À COMPLÉTER:
a. Énumérez tous les mondes ou domaines de la cosmogonie asmat que mentionne le texte sur le poteau bisj.
b. Rédigez la suite du texte sur le poteau bisj, à partir de sa dernière phrase.

TEXTE FOURNI:
----
Carte de la région Asmat, Nouvelle-Guinée. © CASOAR

        Pour comprendre l’objet dans sa totalité, il ne faut pas omettre le fait que celui-ci fut « utilisé » dans un contexte rituel, avant d’être admiré par vous au sein du musée. Ceci est d’autant plus vrai concernant le poteau bisj, qui n’est pas un objet réalisé pour être pérenne. Avant d’être collecté par les Européens, il était destiné à être rapporté dans la mangrove après la cérémonie et à y pourrir. Sa présence devant la maison des hommes1 évoquait au village Asmat ses défunts récents, et la nécessité de les venger par des chasses aux têtes. Ces assauts étaient menés dans les villages ennemis afin de préserver un équilibre dans la communauté.

           Mais pour comprendre tout ceci depuis notre musée, il faut dans un premier temps se pencher sur les conceptions du décès et du défunt chez les Asmat, ainsi que sur le cycle de vie dans lequel elles s’inscrivent. Intéressons-nous donc à quelques principes cosmogoniques.

Les défunts et la chasse aux têtes

          D’après les mythes, le Safan, le monde des ancêtres, se trouverait loin du monde des humains, quelque part vers l’est. C’est là que les âmes des défunts trouvent la paix. Cependant, entre le Safan et le monde des hommes se trouve un domaine intermédiaire où les âmes de membres du village récemment décédés errent et ne peuvent trouver le repos. Ces âmes errantes peuvent venir causer des ennuis aux vivants tant qu’elles ne seront pas passées dans le Safan, et donc troubler l’équilibre du groupe.

           La chasse aux têtes est un élément de la vie Asmat dont la pratique est primordiale pour garder cet équilibre. En effet, celle-ci permet de restaurer l’harmonie qui a été perturbée par le décès, et d’assurer fertilité et sécurité au groupe. Ce qu’il faut comprendre ici, pour saisir l’importance du poteau bisj, est que pour les Asmat, la mort n’arrive jamais de façon naturelle. Elle est soit due à un acte violent et meurtrier, soit à une magie lancée par un ennemi. Le seul moyen de restaurer l’équilibre est une expédition de chasse aux têtes afin de venger la personne tuée. C’est dans cette notion de restitution d’un ordre social que se place la finalité des poteaux bisj.
----
DONNÉES FOURNIES:
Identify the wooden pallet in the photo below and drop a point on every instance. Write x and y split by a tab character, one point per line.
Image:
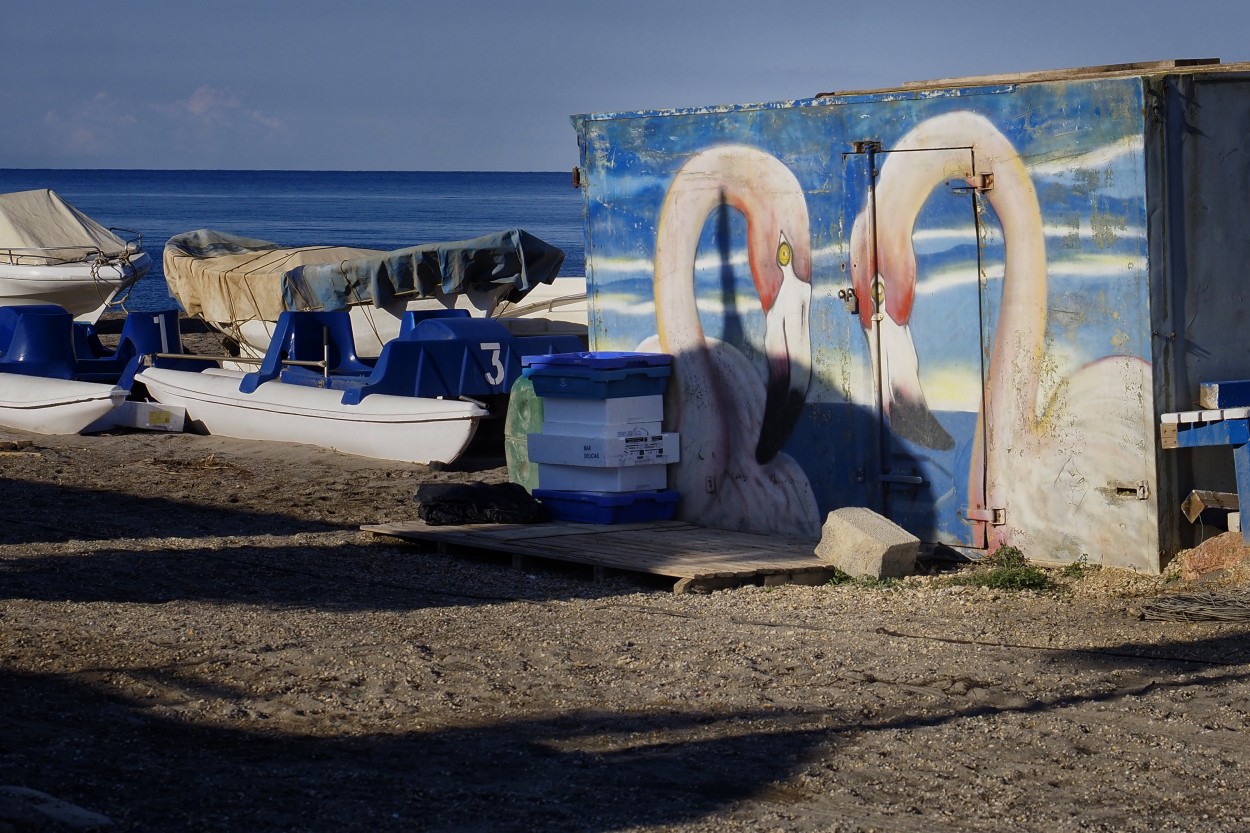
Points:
700	559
----
RÉPONSES ATTENDUES:
a.
- Le Safan, le monde des ancêtres
- Le monde des humains
- Le domaine intermédiaire, où errent les âmes des membres du village récemment décédés

b.
            Un autre aspect de la pensée Asmat, qui peut nous intéresser présentement réside dans les capacités et les pouvoirs que ce peuple prête à certaines espèces animales et végétales qui l’entourent. Des animaux comme le calao, le cacatoès noir et le couscous sont considérés comme des symboles de la chasse aux têtes, car ils mangent les fruits de l’arbre, comme le guerrier s’empare de la tête de son ennemi. Ce sont parfois ces animaux que l’on retrouve dans les motifs curvilignes du bisj, difficiles à identifier pour un œil non initié. Leur présence sculptée sur l’objet prend tout son sens dès lors que nous connaissons leur lien, ainsi que celui des bisj, à la chasse aux têtes.

Le poteau Bisj, incitation à venger ses morts, invitation à se rendre dans le Safan

            Lorsqu’on constate que la force de vie de la communauté a baissé à cause de trop nombreux décès, il est temps de réaliser des poteaux. Ceux-ci sont fait à partir d’un tronc et d’une racine aérienne d’un palmier sagoutier. Lorsque la sculpture est érigée, l’arbre est planté à l’envers dans le sol, la racine aérienne se trouve donc au sommet. Durant plusieurs étapes de la réalisation dont certaines sont tenues secrètes à l’intérieur d’un enclos, des hommes récitent le nom de leurs victimes de chasse aux têtes. Beaucoup d’autres éléments de la réalisation du poteau se rapportent à cette pratique : on coupe l’arbre, comme si l’on décapitait son ennemi. Lorsqu’on dépouille l’arbre de son écorce, une sorte de sève rouge s’écoule, assimilée au sang versé lors d’une chasse aux têtes. Les arbres sont ensuite sculptés par des spécialistes2, et la racine aérienne est transformée en un ajour de motifs. Elle est alors appelée tsjemen, le pénis de la statue ; pour les Asmat une forte concentration de force de vie est contenue dans les parties saillantes du corps3. Le parallèle réalisé entre l’homme et l’arbre est récurrent dans la culture Asmat : dans l’un des mythes de création, un héros fondateur donne vie à l’Homme à partir du bois sculpté de l’arbre.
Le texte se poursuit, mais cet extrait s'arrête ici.